» EXERCISE TASKS
a - In the passage about healing after battle, what three things did many people use to wrap up their comforting of a returning Marine?
b - Carry on the passage about healing after battle from its last sentence.

READING PASSAGE below:

Easy words to speak; harder words to receive. All quick fixes to the problem of pain. A boorish and rude interruption into the process of healing. Still and yet, words that were often spoken when silence gripped a conversation… when answers weren’t so obvious and when the one offering up solutions wasn’t comfortable with suffering’s significance. Instead of lending grace and time and community to a returning Marine, many were quick to wrap up their comforting with cards and calls and casseroles and deem it enough for the healing.
It wasn’t enough back then; it isn’t enough right now.
And lest you think I’m talking solely about the honorable men and women that serve in our Armed Forces, you’ve missed the bigger picture. For all of us, every last one of us, have stood on the battlefield at one time or another in our lives. We’ve all fought hard for victories that bloodied and bruised us along the way. We all boast the wounding and scars of the sacred ground we’ve fought to preserve… the hallowed hill we’ve climbed to take. And when the battle is through, when the victory seemingly won, we, like the Marines of The Pacific get dropped on in our cornfields… left at our train stations and commissioned with the responsibility of getting on with it.
And somewhere in between the dropping off and getting on with it, there resides a gap. A huge gap. Rows and rows of planted seed that requires time and tending before moving forward with harvest. To quickly step over it is to short change the trajectory that will safely and most healthily land us at the threshold of our “next.”  I clearly saw that in the hearts and minds of those returning soldiers in The Pacific. I clearly see this in the heart and mind of me. Even in some of you.

End of READING PASSAGE.
EXCERPTED RECORDS below:

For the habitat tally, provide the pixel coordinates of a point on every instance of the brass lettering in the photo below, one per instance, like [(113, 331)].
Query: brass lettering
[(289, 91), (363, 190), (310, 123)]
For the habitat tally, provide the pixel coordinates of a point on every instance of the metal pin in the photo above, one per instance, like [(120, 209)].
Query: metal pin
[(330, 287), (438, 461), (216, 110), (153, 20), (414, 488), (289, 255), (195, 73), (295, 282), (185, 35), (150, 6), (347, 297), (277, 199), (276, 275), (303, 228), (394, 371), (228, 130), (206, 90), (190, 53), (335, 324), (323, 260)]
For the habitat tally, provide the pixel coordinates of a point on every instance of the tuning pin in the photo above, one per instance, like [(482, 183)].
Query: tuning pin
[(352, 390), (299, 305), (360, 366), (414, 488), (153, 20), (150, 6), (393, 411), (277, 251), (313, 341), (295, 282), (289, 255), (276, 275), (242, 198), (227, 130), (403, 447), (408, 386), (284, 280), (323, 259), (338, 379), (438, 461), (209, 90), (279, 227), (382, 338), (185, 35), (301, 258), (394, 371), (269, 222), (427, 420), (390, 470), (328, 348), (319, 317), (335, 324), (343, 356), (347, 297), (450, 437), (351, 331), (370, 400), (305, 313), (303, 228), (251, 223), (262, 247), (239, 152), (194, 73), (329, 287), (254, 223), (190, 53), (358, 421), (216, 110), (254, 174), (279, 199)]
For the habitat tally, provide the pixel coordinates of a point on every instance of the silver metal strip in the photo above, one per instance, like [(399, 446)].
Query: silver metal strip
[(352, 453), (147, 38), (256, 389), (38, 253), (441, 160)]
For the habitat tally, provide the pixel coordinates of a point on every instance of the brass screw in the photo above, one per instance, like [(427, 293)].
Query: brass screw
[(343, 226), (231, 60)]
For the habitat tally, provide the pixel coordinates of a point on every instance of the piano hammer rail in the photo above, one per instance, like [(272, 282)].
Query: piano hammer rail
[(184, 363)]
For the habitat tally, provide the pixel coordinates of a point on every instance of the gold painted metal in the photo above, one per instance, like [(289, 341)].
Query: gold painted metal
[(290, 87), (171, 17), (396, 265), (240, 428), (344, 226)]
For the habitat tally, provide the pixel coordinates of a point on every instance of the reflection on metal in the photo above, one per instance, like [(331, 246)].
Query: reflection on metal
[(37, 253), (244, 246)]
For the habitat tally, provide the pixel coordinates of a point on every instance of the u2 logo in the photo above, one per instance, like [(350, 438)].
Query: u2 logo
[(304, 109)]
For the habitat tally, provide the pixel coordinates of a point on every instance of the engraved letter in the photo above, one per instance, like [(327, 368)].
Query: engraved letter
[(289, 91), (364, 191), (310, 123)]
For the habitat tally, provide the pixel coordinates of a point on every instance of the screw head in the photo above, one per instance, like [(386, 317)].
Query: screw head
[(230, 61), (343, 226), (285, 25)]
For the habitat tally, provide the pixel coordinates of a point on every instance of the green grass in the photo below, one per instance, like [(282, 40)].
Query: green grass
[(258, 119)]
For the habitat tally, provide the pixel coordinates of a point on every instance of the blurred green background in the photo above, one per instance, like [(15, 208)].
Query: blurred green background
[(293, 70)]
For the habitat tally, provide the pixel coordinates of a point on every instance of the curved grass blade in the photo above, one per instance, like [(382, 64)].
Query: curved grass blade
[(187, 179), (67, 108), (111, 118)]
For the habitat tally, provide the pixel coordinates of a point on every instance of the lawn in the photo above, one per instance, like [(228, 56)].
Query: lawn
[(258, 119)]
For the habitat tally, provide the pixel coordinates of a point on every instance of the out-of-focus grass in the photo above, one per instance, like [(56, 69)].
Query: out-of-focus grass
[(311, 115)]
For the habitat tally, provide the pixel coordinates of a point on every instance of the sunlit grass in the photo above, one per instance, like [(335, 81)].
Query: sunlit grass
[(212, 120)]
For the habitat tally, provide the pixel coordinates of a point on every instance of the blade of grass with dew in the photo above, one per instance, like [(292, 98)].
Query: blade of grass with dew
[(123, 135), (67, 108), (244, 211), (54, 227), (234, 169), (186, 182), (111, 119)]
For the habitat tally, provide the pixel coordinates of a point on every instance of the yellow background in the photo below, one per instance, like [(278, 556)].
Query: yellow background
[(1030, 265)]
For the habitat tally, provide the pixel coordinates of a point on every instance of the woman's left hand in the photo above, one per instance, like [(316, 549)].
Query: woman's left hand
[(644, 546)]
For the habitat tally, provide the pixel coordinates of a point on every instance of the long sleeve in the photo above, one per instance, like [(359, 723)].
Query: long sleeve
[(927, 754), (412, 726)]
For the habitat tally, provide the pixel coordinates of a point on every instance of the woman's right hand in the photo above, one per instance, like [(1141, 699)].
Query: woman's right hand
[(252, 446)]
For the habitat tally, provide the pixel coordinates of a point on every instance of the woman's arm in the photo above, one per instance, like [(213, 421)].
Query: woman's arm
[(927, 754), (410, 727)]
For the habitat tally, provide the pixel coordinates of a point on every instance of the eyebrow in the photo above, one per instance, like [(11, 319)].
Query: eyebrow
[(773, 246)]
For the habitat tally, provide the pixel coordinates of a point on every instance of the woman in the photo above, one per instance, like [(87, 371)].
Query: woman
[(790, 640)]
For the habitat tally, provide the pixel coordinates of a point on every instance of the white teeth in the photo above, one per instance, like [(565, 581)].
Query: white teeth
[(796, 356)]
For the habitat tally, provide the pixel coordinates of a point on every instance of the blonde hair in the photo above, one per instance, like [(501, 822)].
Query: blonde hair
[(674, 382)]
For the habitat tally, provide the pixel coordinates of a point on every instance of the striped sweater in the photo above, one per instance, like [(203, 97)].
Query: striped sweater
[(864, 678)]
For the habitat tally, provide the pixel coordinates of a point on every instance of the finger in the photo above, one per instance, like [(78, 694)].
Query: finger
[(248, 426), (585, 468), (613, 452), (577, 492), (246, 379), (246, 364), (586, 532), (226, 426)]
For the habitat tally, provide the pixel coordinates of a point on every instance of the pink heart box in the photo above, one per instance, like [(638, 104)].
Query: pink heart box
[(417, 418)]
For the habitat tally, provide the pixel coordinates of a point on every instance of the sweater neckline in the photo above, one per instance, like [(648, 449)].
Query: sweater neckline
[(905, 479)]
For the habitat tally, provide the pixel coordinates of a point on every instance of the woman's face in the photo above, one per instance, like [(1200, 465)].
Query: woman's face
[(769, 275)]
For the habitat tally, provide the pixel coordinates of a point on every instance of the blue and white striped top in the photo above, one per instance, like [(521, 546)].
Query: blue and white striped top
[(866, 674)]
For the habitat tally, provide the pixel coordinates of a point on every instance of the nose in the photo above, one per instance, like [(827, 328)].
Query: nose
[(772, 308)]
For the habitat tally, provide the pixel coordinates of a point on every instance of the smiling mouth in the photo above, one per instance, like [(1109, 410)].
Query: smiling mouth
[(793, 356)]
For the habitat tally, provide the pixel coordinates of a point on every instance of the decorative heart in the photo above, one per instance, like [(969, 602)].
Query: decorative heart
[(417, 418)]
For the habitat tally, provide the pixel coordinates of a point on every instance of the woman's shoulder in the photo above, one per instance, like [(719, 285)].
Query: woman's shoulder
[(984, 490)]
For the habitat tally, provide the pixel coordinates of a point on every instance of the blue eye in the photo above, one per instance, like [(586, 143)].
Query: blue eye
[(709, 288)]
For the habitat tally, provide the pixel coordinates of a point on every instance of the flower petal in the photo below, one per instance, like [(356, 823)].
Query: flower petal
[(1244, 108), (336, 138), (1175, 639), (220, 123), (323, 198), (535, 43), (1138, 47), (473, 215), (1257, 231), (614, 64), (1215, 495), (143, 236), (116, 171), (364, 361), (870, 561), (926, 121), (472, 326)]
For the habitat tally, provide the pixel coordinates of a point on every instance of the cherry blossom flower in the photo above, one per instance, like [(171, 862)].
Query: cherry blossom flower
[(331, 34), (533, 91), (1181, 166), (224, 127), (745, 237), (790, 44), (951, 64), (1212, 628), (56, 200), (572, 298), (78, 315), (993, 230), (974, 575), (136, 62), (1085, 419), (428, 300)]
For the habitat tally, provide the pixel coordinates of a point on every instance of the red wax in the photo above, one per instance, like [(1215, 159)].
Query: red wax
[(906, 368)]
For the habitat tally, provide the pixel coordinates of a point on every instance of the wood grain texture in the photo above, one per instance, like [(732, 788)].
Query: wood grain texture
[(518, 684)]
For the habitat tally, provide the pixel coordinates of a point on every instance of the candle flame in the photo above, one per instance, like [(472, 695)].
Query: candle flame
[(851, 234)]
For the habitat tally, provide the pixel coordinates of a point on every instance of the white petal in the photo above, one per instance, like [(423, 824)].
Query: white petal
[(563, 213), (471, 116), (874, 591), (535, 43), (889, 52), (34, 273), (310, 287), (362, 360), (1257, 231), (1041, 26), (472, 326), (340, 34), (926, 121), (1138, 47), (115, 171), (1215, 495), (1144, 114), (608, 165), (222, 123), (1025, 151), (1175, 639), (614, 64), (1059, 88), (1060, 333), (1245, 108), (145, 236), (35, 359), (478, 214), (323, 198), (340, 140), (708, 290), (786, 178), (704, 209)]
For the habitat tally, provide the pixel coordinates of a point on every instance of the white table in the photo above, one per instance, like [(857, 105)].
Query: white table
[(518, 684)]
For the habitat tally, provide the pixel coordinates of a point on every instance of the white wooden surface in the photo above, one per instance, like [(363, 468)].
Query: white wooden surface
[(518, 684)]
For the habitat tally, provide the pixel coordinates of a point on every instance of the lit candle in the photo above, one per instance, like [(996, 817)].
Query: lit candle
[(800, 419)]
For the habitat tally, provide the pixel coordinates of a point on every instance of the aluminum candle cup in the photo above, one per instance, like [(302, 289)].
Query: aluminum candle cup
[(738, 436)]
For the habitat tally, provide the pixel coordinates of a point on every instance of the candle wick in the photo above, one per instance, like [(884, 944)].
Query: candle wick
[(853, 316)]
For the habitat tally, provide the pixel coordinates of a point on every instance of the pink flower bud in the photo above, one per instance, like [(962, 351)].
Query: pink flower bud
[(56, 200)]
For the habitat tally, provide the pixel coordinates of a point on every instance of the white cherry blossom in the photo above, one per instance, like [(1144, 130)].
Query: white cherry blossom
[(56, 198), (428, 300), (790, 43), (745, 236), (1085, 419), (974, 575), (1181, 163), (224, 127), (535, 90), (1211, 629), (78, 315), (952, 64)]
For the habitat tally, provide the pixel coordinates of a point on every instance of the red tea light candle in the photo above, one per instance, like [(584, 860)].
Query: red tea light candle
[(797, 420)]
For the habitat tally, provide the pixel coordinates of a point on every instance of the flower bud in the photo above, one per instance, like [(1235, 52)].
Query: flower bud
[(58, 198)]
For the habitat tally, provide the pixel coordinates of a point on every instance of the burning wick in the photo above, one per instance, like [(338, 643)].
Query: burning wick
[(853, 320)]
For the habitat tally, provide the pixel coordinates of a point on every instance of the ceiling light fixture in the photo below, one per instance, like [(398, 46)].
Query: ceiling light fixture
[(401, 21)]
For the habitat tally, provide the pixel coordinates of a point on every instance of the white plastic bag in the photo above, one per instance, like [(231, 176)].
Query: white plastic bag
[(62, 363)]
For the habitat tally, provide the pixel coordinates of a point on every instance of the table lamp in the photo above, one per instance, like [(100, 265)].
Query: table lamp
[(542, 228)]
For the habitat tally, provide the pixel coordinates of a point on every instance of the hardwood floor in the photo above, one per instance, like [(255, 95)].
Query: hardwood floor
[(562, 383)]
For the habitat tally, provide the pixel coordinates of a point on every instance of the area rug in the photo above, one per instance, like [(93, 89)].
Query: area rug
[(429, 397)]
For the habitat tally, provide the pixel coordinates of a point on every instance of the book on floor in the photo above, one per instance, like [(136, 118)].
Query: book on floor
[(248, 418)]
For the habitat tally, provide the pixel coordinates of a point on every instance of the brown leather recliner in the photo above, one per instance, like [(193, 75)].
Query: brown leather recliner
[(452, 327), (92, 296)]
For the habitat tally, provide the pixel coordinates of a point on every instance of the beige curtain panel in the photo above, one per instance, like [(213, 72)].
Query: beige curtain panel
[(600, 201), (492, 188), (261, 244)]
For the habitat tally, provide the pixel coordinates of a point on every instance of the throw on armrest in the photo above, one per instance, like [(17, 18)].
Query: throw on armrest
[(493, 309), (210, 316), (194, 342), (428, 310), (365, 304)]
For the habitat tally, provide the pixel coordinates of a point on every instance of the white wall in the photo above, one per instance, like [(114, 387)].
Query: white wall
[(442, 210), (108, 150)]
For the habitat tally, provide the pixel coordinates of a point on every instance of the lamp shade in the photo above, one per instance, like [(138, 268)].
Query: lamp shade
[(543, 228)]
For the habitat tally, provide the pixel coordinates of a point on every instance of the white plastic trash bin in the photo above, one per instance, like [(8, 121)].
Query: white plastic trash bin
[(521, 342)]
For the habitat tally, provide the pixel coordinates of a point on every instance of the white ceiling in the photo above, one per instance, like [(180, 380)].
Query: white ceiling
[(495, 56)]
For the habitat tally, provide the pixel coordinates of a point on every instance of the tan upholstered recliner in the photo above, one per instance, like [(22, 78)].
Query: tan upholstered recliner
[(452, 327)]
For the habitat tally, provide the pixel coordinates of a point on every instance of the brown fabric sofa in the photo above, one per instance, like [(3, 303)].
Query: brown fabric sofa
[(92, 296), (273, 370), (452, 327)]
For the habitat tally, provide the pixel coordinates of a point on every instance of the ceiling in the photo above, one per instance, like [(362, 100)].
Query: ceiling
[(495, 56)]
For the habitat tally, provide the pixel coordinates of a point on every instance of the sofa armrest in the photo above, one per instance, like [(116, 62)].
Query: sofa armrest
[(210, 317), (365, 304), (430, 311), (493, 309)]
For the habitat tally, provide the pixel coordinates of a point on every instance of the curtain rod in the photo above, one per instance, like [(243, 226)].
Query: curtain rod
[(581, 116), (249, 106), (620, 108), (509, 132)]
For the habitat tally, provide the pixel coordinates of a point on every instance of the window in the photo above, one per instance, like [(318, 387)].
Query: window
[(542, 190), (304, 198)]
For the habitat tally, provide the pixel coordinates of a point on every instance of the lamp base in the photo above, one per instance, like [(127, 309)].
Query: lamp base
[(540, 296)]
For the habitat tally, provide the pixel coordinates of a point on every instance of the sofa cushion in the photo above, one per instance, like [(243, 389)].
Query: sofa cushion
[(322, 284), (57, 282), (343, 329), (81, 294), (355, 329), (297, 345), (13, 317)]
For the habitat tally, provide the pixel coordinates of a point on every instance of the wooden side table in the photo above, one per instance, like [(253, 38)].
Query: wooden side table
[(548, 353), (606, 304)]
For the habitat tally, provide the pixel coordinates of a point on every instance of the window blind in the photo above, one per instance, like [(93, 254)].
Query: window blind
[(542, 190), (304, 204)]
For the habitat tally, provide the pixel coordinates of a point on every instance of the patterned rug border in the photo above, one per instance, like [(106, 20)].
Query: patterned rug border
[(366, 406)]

End of EXCERPTED RECORDS.

» EXPECTED RESULTS
a - Cards, calls, and casseroles.

b -
And so, today, I speak to it, and I tell you that I’m not willing to short change my trajectory into my “next.” Today, having just jumped off the train, I willingly stand on the edge of my cornfield and wait. I see the tender shoots before me and will pause long enough to watch them grow in season, not according to my almanac. I will not let others rush me to the other side. They mean well with their cards and calls and casseroles, and the best part of these offerings is nourishment for my walk-thru. I am grateful for them, but they are not enough to heal me. A suffering season that has required a pound or two of flesh as well as a pound or two of struggling faith requires more than human memorial.
It requires eternal mending—sacred renovation and restoration from the only One who knows what it means to suffer perfectly through to victory. God is the trajectory that will safely land me at the threshold of my “next.” Accordingly, he meets me in train station, and he tells me not to rush the journey home. He says that he has time enough to linger with me in my thinking—my talking and my pain. He reminds me that I am the reason for the battle he waged—for the sacred ground he fought to preserve, the hallowed hill he climbed to take. And that according to him, all that is required with my getting on with it is a willingness to place my wearied hand in his nail-scarred one and to rest my wounded flesh next to his. Together, we will unhurriedly watch the harvest come in.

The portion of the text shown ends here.